======== Trecho do texto ========
A Rede Fhemig está preparada para um novo aumento de casos, já que está aí a variante Delta, com mais poder de transmissão? 

Estamos preparados. A Fhemig foi a primeira unidade pública a produzir um documento, que está no site, que é um Plano de Capacidade Plena Hospitalar, que fala justamente sobre isso. Nós somos prestadores de serviços ao SUS, de alta complexidade. Esse documento descreve toda a disponibilidade da fundação em responder à pandemia. Esperamos que não tenhamos um descontrole, mas, caso aconteça, temos capacidade de aumentar de forma imediata a nossa resposta, dependendo da necessidade regional. A epidemia se comporta de forma diferente nas regiões e fazemos a ampliação de leitos conforme a necessidade. Hoje, se tivermos um cenário infeliz, seja com a Delta ou com uma outra cepa, conseguimos responder nos quesitos captação de recursos humanos, insumos, área física, equipamentos, medicamentos. Temos uma dificuldade comum, tanto a rede pública como a rede privada, que é a captação de médicos.


A Fhemig tem divulgado praticamente toda semana editais para a contração de médicos. Qual é o déficit desses profissionais na rede?

Isso chegou a ser limitante para a expansão de leitos. Hoje, temos equipes completas, algumas equipes com déficit, mas conseguimos supri-lo pagando plantões extras. Fizemos 125 chamamentos emergenciais para compor equipes médicas das nossas unidades e, desses, 36 sem candidatos. Isso é muito marcante! Uma fundação grande, que tem uma estrutura boa, que oferta uma condição boa de cuidado ao paciente e aos profissionais de saúde, ter esse número de chamamentos sem candidatos é um sinal de que o mercado traz essa limitação para toda a rede pública e impacta também na rede privada. O que nos deixa em prejuízo em relação à rede privada é a capacidade que ela tem para se moldar ao mercado e fazer adaptações de resposta imediata, como, por exemplo, a questão salarial. 

Qual é o déficit e quais as especialidades com mais necessidade?

O maior déficit que a Fhemig tem de especialidade é o médico com experiência e conhecimento para atuação em terapia intensiva. Hoje temos déficits pontuais, é muito dinâmico. Fazemos os chamamentos e vamos repondo. Periodicamente, temos desligamentos e reposições. Mas tivemos limitações e o reflexo foi que não conseguimos abrir 10 leitos no CTI do Hospital Eduardo de Menezes, 10 leitos no Hospital Júlia Kubitschek; assim como não conseguimos expandir leitos de CTI em Patos de Minas, pela carência de médicos. 

O Estado divulgou recentemente que as cirurgias eletivas podem ser retomadas. Como está a fila por esses procedimentos nos hospitais da rede?
========
**Objetivo do exercício**. Dê continuidade à entrevista sobre a Rede Fhemig a partir do ponto em que ela termina. Os registros não têm nenhuma relação com a entrevista sobre a Rede Fhemig.
======== Extrato de dados ========
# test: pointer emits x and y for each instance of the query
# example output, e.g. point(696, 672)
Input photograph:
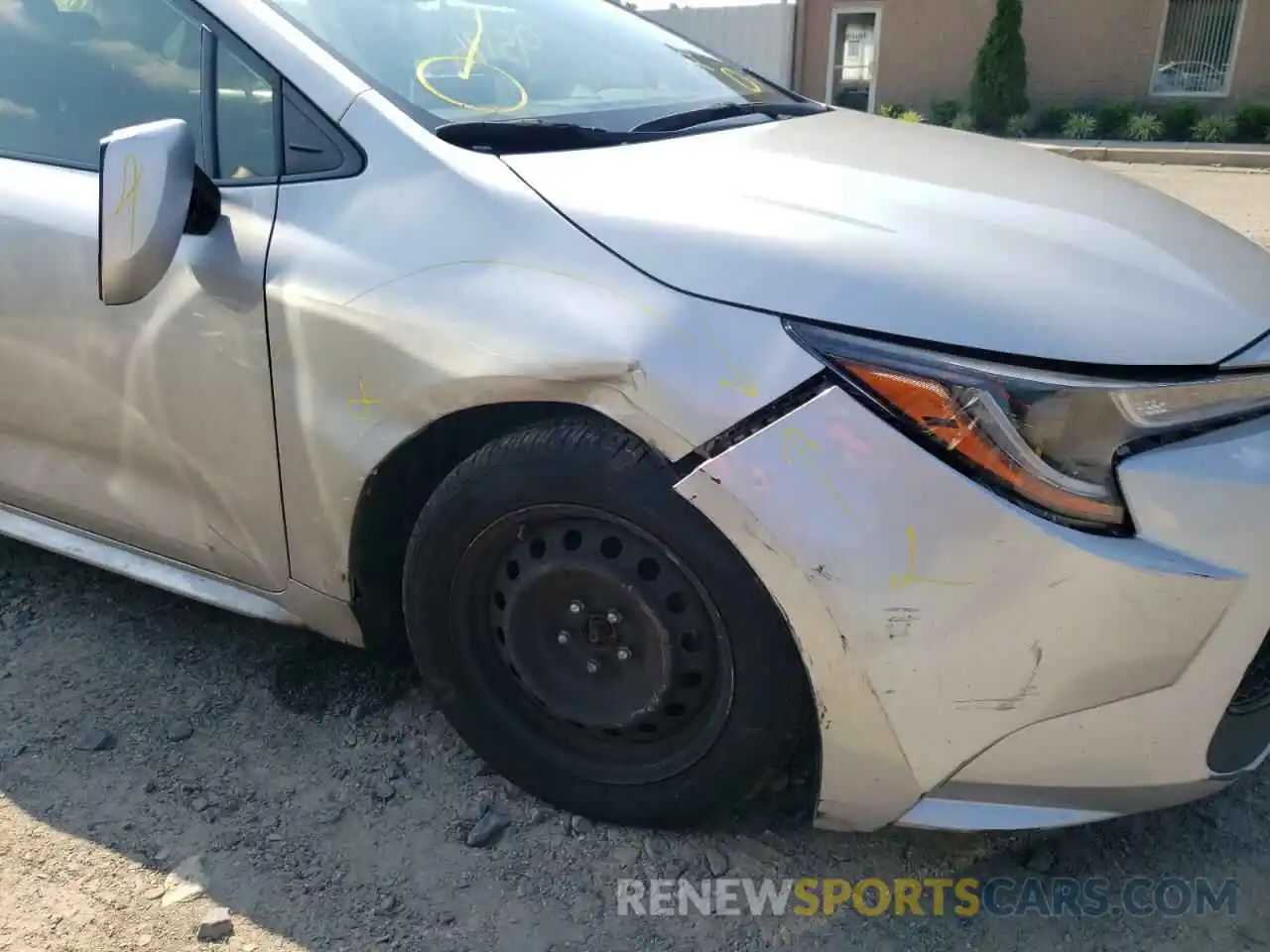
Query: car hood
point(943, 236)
========
======== Extrato de dados ========
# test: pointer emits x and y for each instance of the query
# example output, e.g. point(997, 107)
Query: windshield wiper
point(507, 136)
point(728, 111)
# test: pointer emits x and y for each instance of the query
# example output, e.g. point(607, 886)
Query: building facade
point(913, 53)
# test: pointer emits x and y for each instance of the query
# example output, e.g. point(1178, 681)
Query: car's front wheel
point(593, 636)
========
**Resposta escrita**.
A Rede Fhemig é uma prestadora importante de cirurgias eletivas, especialmente em Belo Horizonte, Juiz de Fora e Patos de Minas. Quem faz a gestão e o envio desse paciente para o atendimento dos hospitais da Fhemig, assim como nos outros hospitais do SUS, é o próprio município. Temos informações dos municípios sobre a alta demanda e estamos preparados, estamos nos organizando para o momento da autorização do retorno. Temos uma preocupação grande em relação aos medicamentos usados no centro cirúrgico no momento em que o paciente está sob anestesia geral, sob sedação para passar pelo procedimento, que não tivemos falta, mas são os mesmos do kit intubação. Acompanhamos muito de perto, com desejo de retomar esse serviço, com preocupação em relação a esses insumos, mas isso vai de acordo com a condição da epidemiologia nas ondas de cada município onde a Rede Fhemig atua. Claro que sabemos que está represado, pelo esforço vocacionado para a Covid e pela suspensão para a segurança dos pacientes das cirurgias eletivas. 

Em março, havia 5 mil pessoas aguardando transplantes em Minas – 21,5% a mais do que em 2020. Como está a fila? 

O MG Transplantes é uma das unidades da Fhemig que trabalha com a organização e alguns processos de captação no Estado. O cenário no ano passado foi muito ruim, com queda de doadores, especialmente quando houve a parada geral. A fila é grande, nacional, varia em relação ao tipo de órgão, da captação, que pode ser de vivos, alguém que tenha compatibilidade na família ou óbito. A pandemia impactou fortemente porque o cenário mudou muito, com esforço voltado para o atendimento da Covid. Agora, a situação é menos desfavorável do que foi no ano passado, principalmente nos meses de março a junho, quando houve uma baixa absoluta. Está se restabelecendo aos poucos.